> _Exercise instructions_
A - In the Van der Goes biography, which ship did he command at the Battle of Beachy Head?
B - Please reproduce a passage from the Van der Goes biography: begin at the words "Philips van der" and stop after the words "rank of vice-admiral.".
C - Name every battle mentioned in the Van der Goes biography.

> _Page excerpt_
Philips van der Goes (1651 – 9 July 1707) was a Dutch naval officer during the 17th and 18th centuries. He took part in the Nine Years' War and the War of the Spanish Succession and ended his military career at the rank of vice-admiral.

Biography 
Van der Goes became captain in the Dutch States Army before joining the Dutch navy in 1678. In that year became a captain of the Admiralty of Amsterdam. He commanded the 68-gun ship of the line Friesland at the Battle of Beachy Head on 10 July 1690, where the ship was captured and burned by the French. In the following year he was given command of the 92-gun ship of the line Keurvorst van Brandenburg, and was promoted to rear-admiral in the Admiralty of Rotterdam. In 1697 he was promoted to vice-admiral. He participated in the Nine Years' War and distinguished himself in the Battle of La Hougue on 29 May 1692. His ship had to endure a fierce fire and was badly damaged while Van der Goes himself was slightly injured. The following year, he commanded the Dutch squadron in the Allied fleet under English Admiral Sir George Rooke, which escorting a convoy of merchant ships, was attacked at the Battle of Lagos by a far bigger French fleet under Anne Hilarion de Tourville. In 1694, under Philips van Almonde, he took part in naval operations against the French and in 1695 he commanded the North Sea squadron.

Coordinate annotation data
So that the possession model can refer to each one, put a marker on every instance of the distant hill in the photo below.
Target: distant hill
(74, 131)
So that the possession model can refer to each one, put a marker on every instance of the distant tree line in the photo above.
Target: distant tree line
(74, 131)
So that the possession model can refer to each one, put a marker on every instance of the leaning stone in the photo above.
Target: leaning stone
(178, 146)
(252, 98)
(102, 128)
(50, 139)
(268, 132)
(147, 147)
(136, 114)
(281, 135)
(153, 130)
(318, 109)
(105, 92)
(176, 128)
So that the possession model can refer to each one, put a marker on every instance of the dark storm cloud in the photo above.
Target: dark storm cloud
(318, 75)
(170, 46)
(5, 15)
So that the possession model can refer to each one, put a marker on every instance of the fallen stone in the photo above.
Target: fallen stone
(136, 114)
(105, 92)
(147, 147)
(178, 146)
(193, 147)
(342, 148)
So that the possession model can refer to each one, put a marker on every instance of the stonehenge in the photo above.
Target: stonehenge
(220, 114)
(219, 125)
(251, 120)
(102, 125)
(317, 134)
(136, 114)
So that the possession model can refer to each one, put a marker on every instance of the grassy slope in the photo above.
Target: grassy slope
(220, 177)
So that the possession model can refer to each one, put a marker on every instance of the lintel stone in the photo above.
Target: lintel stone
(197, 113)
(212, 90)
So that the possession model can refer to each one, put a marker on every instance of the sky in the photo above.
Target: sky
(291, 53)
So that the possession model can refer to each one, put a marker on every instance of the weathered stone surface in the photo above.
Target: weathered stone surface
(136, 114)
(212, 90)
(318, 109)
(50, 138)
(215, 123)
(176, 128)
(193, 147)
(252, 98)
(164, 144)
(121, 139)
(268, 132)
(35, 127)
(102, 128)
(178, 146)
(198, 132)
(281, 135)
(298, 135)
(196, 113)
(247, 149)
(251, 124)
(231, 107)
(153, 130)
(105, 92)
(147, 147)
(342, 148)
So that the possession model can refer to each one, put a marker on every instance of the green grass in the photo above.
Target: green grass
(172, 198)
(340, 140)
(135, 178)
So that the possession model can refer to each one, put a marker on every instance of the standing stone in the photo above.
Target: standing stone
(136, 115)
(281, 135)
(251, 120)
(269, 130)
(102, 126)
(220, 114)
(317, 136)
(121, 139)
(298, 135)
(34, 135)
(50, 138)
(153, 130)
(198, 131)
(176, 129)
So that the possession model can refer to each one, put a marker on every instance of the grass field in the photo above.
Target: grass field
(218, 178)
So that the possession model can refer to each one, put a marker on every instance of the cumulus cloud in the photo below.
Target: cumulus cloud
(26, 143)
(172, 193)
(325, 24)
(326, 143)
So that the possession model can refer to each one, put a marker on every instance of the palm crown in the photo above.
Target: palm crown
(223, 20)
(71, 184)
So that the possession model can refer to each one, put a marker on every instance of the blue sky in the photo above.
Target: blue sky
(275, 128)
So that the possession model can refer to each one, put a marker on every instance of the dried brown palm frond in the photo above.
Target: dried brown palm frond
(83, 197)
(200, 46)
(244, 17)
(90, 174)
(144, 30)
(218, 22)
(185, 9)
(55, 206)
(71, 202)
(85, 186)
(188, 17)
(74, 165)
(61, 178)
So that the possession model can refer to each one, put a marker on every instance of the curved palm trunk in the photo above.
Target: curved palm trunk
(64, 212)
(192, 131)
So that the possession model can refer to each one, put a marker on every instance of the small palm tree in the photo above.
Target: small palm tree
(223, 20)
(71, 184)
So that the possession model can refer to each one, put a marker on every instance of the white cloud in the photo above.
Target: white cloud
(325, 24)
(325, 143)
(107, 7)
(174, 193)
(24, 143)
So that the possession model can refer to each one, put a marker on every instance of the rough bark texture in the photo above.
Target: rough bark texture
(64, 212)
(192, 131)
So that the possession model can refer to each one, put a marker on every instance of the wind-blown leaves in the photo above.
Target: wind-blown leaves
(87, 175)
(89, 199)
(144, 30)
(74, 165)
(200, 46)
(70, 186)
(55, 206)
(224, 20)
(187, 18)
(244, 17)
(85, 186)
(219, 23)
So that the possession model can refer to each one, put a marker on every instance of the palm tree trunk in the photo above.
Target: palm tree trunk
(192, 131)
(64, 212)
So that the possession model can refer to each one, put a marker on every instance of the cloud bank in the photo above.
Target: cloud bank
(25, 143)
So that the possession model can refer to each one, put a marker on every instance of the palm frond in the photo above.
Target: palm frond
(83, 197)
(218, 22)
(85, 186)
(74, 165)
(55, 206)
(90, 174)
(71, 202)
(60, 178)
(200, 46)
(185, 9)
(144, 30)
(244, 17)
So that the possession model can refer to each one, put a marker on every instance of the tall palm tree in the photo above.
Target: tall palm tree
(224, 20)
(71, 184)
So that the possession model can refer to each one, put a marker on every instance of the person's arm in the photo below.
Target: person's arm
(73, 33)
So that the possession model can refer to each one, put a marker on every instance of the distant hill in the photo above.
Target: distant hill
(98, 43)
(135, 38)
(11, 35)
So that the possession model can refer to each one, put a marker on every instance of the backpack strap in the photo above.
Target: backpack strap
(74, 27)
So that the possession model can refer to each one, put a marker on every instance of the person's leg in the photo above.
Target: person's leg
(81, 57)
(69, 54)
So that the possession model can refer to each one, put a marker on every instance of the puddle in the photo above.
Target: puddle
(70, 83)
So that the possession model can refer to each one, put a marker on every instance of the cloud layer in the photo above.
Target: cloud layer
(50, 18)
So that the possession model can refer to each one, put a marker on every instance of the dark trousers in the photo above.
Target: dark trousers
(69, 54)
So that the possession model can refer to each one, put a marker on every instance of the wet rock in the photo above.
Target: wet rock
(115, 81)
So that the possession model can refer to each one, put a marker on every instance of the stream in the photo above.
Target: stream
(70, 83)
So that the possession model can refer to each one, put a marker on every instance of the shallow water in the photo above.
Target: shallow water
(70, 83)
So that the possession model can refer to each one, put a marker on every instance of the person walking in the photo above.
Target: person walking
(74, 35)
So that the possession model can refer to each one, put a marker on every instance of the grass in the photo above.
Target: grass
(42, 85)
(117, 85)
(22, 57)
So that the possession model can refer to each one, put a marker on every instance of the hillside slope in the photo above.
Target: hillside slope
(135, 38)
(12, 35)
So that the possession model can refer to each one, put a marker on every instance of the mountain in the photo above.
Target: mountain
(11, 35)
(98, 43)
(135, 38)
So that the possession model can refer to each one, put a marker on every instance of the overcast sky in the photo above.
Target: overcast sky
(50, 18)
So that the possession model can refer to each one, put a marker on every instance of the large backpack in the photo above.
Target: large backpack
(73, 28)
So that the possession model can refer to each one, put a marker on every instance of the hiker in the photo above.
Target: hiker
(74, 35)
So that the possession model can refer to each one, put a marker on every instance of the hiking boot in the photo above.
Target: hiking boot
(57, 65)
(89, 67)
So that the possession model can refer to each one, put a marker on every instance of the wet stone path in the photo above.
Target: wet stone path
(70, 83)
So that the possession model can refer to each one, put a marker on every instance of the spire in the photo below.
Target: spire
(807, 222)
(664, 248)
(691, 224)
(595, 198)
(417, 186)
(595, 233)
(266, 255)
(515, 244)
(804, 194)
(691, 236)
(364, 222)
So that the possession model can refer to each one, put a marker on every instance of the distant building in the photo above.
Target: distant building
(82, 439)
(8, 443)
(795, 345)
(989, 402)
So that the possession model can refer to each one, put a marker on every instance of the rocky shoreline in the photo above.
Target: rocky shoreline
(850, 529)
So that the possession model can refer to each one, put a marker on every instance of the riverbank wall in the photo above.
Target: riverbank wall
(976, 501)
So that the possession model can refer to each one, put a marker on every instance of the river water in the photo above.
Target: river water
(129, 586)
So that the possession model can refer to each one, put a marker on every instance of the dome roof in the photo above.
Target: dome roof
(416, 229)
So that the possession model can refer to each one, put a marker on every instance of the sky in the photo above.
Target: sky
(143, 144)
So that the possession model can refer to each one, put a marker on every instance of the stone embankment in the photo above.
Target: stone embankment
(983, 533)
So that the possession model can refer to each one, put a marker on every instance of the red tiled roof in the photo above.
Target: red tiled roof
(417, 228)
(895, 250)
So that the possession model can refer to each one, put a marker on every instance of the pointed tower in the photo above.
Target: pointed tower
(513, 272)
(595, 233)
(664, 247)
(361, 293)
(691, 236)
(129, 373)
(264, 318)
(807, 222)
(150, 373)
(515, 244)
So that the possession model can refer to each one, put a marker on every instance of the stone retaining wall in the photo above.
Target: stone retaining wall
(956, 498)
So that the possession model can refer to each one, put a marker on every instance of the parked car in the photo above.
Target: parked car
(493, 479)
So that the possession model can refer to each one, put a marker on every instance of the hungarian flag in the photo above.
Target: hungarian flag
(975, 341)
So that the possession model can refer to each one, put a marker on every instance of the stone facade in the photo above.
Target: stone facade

> _Solution set_
A - The 68-gun ship of the line Friesland.

B -
Philips van der Goes (1651 – 9 July 1707) was a Dutch naval officer during the 17th and 18th centuries. He took part in the Nine Years' War and the War of the Spanish Succession and ended his military career at the rank of vice-admiral.

C - Battle of Beachy Head, Battle of La Hougue, Battle of Lagos